> _Requirements_: Identify each line below in which the word "american" appears, and copy every such line.

> _Data supplied_:
· · · · · · ·
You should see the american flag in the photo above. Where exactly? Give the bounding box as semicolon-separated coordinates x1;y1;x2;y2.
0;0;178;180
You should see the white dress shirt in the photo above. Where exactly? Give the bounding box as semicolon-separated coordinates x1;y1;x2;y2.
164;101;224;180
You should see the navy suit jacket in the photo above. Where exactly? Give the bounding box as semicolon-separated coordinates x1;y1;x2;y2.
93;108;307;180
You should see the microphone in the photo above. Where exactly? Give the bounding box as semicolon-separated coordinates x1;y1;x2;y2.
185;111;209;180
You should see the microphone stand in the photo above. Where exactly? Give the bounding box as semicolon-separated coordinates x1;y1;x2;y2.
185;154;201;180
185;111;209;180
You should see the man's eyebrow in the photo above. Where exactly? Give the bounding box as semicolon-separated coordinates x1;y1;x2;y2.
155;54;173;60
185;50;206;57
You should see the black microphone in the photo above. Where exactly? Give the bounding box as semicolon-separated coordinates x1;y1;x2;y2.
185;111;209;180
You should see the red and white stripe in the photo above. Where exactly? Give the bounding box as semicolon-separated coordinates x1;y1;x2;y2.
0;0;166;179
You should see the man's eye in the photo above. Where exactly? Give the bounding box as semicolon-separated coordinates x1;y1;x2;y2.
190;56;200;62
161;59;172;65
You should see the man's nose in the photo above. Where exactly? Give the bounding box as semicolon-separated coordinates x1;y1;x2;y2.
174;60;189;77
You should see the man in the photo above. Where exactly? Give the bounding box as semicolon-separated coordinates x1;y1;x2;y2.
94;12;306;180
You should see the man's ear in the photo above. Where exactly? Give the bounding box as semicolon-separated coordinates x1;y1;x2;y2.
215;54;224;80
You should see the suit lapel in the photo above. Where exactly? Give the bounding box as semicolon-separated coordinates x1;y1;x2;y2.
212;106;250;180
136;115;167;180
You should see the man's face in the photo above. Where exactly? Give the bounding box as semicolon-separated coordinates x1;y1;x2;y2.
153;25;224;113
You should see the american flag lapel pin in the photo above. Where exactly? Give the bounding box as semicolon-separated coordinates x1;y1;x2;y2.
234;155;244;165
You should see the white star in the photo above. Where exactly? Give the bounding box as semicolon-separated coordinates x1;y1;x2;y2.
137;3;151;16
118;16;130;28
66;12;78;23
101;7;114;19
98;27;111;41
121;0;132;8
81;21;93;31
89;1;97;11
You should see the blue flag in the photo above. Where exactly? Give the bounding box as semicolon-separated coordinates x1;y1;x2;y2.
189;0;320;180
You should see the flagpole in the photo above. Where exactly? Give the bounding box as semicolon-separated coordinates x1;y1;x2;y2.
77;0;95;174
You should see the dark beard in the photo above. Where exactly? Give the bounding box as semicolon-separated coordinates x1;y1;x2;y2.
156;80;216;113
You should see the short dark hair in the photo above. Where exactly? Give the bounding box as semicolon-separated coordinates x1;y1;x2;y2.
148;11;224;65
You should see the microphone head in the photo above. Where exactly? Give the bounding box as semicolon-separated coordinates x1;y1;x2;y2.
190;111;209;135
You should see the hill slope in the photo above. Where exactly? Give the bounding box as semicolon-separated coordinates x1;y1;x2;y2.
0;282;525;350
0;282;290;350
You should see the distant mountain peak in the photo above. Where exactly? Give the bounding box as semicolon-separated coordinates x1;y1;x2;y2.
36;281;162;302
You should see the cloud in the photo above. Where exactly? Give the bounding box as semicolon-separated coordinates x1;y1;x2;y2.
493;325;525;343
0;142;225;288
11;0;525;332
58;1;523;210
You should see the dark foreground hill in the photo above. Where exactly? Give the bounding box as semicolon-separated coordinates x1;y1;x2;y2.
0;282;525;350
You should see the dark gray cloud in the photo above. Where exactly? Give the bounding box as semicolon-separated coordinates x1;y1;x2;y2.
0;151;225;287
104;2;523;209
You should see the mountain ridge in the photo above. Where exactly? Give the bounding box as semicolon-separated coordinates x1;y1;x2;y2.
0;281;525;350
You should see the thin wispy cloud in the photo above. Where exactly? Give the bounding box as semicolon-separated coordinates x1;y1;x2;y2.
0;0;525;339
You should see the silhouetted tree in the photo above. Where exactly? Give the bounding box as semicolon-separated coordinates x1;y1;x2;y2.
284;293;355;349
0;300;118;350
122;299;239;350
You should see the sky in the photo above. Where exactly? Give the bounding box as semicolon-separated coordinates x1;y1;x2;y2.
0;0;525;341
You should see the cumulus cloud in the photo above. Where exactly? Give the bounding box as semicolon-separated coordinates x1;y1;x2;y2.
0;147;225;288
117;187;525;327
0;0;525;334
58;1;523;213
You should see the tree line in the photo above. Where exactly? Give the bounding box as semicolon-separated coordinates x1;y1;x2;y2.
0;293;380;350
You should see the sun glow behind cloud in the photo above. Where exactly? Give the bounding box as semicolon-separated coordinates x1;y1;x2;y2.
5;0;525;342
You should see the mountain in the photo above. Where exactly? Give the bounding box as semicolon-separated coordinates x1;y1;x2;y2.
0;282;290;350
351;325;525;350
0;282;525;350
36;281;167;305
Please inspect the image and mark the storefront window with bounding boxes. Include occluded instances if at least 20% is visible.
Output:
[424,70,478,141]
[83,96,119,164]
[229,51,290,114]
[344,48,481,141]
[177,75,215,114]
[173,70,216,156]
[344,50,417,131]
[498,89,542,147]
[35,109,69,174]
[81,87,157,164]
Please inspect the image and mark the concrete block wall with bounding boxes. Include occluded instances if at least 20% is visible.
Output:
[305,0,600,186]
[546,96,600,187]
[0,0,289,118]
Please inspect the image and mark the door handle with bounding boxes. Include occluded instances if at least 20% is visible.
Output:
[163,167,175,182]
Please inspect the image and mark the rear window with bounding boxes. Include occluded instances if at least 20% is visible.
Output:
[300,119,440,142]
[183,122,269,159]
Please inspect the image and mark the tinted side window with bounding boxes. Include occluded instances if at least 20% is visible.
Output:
· · · · · · ·
> _Result of the task_:
You should see the american flag in the photo above. Where exactly? Give the bounding box as semicolon-separated coordinates x1;y1;x2;y2.
You should see the american flag lapel pin in the photo above. Where exactly? Give the bounding box as semicolon-separated coordinates x1;y1;x2;y2.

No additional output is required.